↓
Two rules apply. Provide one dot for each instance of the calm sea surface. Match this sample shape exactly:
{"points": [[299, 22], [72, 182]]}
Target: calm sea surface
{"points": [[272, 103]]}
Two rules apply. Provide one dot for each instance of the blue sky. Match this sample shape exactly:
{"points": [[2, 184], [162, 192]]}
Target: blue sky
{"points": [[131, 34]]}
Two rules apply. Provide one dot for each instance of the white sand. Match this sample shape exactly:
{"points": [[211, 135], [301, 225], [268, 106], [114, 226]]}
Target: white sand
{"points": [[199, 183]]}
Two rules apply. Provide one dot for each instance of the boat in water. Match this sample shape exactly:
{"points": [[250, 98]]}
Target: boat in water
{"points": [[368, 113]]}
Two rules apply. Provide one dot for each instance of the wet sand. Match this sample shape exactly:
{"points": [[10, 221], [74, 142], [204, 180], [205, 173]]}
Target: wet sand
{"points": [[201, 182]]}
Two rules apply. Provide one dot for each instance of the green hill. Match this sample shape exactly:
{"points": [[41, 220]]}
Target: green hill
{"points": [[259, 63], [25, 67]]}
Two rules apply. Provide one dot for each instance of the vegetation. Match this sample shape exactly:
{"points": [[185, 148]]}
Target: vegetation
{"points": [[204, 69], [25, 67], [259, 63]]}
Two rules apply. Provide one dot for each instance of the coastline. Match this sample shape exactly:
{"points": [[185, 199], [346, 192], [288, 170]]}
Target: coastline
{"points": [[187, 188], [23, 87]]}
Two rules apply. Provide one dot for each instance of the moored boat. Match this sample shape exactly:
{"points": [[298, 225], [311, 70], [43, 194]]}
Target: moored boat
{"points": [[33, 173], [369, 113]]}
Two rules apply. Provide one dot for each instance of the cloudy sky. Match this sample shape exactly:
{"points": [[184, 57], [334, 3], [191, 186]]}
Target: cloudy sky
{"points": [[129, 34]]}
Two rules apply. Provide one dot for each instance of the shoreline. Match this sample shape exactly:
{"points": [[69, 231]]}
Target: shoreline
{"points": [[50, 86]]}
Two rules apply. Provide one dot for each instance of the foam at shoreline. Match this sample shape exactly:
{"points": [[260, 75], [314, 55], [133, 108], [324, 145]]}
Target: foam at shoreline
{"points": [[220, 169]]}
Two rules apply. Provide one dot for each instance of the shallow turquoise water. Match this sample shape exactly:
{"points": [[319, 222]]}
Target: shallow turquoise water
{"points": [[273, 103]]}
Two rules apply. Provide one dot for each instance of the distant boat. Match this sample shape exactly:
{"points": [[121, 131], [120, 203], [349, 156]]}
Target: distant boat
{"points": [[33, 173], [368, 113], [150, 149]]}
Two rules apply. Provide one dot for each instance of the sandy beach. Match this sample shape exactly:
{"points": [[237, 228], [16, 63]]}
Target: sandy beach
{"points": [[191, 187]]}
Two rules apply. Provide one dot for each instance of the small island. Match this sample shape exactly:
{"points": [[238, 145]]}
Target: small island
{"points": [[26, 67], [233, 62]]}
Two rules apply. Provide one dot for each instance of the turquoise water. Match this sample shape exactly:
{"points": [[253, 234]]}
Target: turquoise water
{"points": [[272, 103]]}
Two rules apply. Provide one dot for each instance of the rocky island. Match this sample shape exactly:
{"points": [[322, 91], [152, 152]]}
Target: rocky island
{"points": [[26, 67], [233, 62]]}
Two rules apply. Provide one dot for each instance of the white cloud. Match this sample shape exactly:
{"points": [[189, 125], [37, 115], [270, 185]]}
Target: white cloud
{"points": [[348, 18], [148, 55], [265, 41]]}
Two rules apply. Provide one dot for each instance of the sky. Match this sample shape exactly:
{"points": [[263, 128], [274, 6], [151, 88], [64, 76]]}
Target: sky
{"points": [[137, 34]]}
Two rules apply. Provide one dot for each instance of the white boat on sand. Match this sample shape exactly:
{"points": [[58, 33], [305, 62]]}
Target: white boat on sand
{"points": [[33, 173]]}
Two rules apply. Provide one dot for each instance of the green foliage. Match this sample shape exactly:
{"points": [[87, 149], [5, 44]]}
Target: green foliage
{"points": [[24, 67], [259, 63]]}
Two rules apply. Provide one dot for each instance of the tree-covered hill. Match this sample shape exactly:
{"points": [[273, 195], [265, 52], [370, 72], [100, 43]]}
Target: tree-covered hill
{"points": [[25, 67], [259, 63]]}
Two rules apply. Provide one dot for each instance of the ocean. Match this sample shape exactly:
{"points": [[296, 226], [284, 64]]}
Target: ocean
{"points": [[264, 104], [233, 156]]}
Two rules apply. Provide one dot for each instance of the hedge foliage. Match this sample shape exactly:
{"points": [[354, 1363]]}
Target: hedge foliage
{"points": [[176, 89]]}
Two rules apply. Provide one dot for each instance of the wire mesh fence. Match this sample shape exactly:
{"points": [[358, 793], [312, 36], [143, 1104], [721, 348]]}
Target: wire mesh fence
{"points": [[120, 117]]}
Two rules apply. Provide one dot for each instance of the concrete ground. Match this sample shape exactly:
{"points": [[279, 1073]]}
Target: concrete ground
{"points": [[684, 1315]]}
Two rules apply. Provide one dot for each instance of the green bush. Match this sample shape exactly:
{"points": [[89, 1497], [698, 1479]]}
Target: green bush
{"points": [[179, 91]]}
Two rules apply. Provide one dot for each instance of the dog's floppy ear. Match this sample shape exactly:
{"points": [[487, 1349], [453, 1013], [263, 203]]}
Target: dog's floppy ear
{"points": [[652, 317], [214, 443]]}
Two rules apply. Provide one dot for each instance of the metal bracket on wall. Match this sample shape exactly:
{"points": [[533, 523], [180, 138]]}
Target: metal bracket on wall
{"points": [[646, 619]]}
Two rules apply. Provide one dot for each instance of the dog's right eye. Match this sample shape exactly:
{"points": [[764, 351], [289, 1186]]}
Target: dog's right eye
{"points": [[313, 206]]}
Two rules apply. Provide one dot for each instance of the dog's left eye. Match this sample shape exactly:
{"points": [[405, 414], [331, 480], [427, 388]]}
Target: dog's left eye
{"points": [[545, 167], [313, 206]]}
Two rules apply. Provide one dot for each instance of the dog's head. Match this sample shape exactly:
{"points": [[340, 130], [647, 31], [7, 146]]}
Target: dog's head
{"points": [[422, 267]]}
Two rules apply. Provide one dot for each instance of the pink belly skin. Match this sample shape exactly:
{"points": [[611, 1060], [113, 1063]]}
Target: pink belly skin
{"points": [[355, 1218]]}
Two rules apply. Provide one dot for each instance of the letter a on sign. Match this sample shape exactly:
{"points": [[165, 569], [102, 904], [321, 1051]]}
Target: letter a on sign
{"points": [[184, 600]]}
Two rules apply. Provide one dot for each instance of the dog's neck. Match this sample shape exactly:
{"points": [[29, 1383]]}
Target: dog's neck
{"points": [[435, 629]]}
↑
- **EXERCISE DIRECTIONS**
Repeat the data above exactly.

- **FINAL ANSWER**
Two rules apply. Provide one dot for each instance of the calm sea surface. Match this sample shape exactly:
{"points": [[299, 22], [72, 182]]}
Target: calm sea surface
{"points": [[272, 103]]}
Two rules apply. Provide one dot for each instance of the blue sky. Match this sample shape exactly:
{"points": [[2, 184], [162, 192]]}
Target: blue sky
{"points": [[131, 34]]}
Two rules apply. Provide one dot for each instance of the white sand. Match this sample shape exactly:
{"points": [[211, 135], [301, 225], [268, 106], [114, 226]]}
Target: white sand
{"points": [[199, 183]]}
Two rules apply. Provide one dot for each instance of the boat in water. Match this sample shape exactly:
{"points": [[250, 98]]}
Target: boat in water
{"points": [[368, 113]]}
Two rules apply. Provide one dot for each instance of the wet sand. Match this sample shape exactly:
{"points": [[10, 221], [74, 142], [204, 180], [205, 173]]}
Target: wet sand
{"points": [[201, 182]]}
Two rules apply. Provide one dot for each instance of the green hill. Match this sample shape exactly:
{"points": [[41, 220]]}
Target: green hill
{"points": [[259, 63], [25, 67]]}
Two rules apply. Provide one dot for each instance of the vegetation. Match this sample shape exactly:
{"points": [[185, 148]]}
Target: vegetation
{"points": [[204, 69], [25, 67], [259, 63]]}
Two rules apply. Provide one dot for each instance of the coastline. Match this sample shape exactly:
{"points": [[185, 199], [346, 192], [288, 170]]}
Target: coastline
{"points": [[187, 188], [23, 87]]}
Two rules apply. Provide one dot for each instance of the moored boat. Match this sample shape exactly:
{"points": [[298, 225], [311, 70], [43, 194]]}
Target: moored boat
{"points": [[33, 173], [369, 113]]}
Two rules apply. Provide one dot for each instance of the cloudy sky. Match this sample shape exactly:
{"points": [[184, 57], [334, 3], [191, 186]]}
Target: cloudy sky
{"points": [[129, 34]]}
Two rules apply. Provide one dot for each instance of the shoreline. Match this sample shape exactly:
{"points": [[69, 231]]}
Target: shoreline
{"points": [[50, 86]]}
Two rules apply. Provide one dot for each instance of the foam at shoreline. Match this sample shape exactly:
{"points": [[260, 75], [314, 55], [133, 108], [324, 145]]}
Target: foam at shoreline
{"points": [[220, 169]]}
Two rules apply. Provide one dot for each instance of the shallow turquoise water. Match this sample shape exactly:
{"points": [[319, 222]]}
Target: shallow turquoise water
{"points": [[273, 103]]}
Two rules apply. Provide one dot for each instance of the distant boat. Match this sample shape exactly:
{"points": [[121, 131], [120, 203], [349, 156]]}
Target: distant boat
{"points": [[33, 173], [368, 113], [150, 149]]}
Two rules apply. Provide one dot for each instance of the sandy beach. Match this sample shape exactly:
{"points": [[237, 228], [16, 63]]}
Target: sandy beach
{"points": [[191, 187]]}
Two rules apply. Provide one dot for each instance of the small island. Match this sample shape exactly:
{"points": [[238, 145]]}
Target: small island
{"points": [[26, 67], [233, 62]]}
Two rules apply. Provide one dot for each instance of the turquoise water. Match this sample shape exactly:
{"points": [[253, 234]]}
Target: turquoise water
{"points": [[272, 103]]}
Two rules apply. Provide one dot for each instance of the rocky island. Match this sample shape exactly:
{"points": [[322, 91], [152, 152]]}
Target: rocky island
{"points": [[26, 67], [233, 62]]}
Two rules apply. Provide one dot for each instance of the white cloud. Match this sample shape exactly:
{"points": [[189, 125], [37, 115], [270, 185]]}
Target: white cloud
{"points": [[348, 18], [148, 55], [265, 41]]}
Two rules apply. Provide one dot for each instance of the sky. Match this sample shape exactly:
{"points": [[263, 128], [274, 6], [151, 88], [64, 76]]}
Target: sky
{"points": [[137, 34]]}
Two rules apply. Provide one dot for each instance of the white boat on sand. Match this sample shape exactly:
{"points": [[58, 33], [305, 62]]}
Target: white boat on sand
{"points": [[33, 173]]}
Two rules apply. Provide one dot for each instance of the green foliage. Match this sample shape exactly:
{"points": [[87, 149], [5, 44]]}
Target: green foliage
{"points": [[24, 67], [259, 63]]}
Two rules apply. Provide one dot for each instance of the tree-covered hill. Match this sample shape exactly:
{"points": [[273, 195], [265, 52], [370, 72], [100, 43]]}
Target: tree-covered hill
{"points": [[25, 67], [259, 63]]}
Two rules apply. Provide one dot for each instance of the ocean. Match this sample shape exactly:
{"points": [[296, 226], [284, 64]]}
Target: ocean
{"points": [[264, 104], [233, 156]]}
Two rules apply. Provide one dot for each instance of the hedge foliage. Match this sample shape exactly:
{"points": [[354, 1363]]}
Target: hedge foliage
{"points": [[176, 89]]}
Two rules apply. Provide one dot for each instance of the wire mesh fence. Match this sample shape exactly:
{"points": [[358, 793], [312, 36], [143, 1104], [721, 348]]}
Target: wire mesh fence
{"points": [[120, 117]]}
Two rules apply. Provide one dot for each instance of the concrete ground. Match this sample shape exactly:
{"points": [[279, 1073]]}
Target: concrete ground
{"points": [[684, 1315]]}
Two rules apply. Provide one dot for each instance of the green bush. Match this sample shape exactly:
{"points": [[89, 1497], [698, 1479]]}
Target: green bush
{"points": [[179, 91]]}
Two rules apply. Provide one dot for each instance of the dog's floppy ear. Match this sample shape exactly:
{"points": [[487, 1349], [453, 1013], [263, 203]]}
Target: dog's floppy ear
{"points": [[652, 317], [214, 443]]}
Two rules apply. Provide one dot for each instance of the metal bracket on wall. Match this sample shape exactly:
{"points": [[533, 523], [180, 138]]}
Target: metal bracket on wall
{"points": [[646, 619]]}
Two rules apply. Provide one dot for each instance of the dog's right eye. Match this sample shape exactly:
{"points": [[764, 351], [289, 1186]]}
Target: dog's right eye
{"points": [[313, 206]]}
Two rules apply. Provide one dot for each instance of the dog's left eye. Match this sample shape exactly:
{"points": [[405, 414], [331, 480], [427, 388]]}
Target: dog's left eye
{"points": [[545, 167], [313, 206]]}
Two rules apply. Provide one dot for each instance of the dog's head. Match this sample shape exactly:
{"points": [[340, 130], [647, 31], [7, 146]]}
Target: dog's head
{"points": [[422, 267]]}
Two rules apply. Provide one dot for each instance of the pink belly skin. Match this sample shape exactly:
{"points": [[611, 1060], [113, 1063]]}
Target: pink belly skin
{"points": [[355, 1218]]}
Two rules apply. Provide one dot for each instance of the letter a on sign. Match this sample shape exactly:
{"points": [[165, 569], [102, 904], [321, 1051]]}
Target: letter a on sign
{"points": [[184, 600]]}
Two rules apply. Provide one dot for each instance of the dog's neck. Match this sample shape exactly:
{"points": [[29, 1383]]}
Target: dog's neck
{"points": [[435, 629]]}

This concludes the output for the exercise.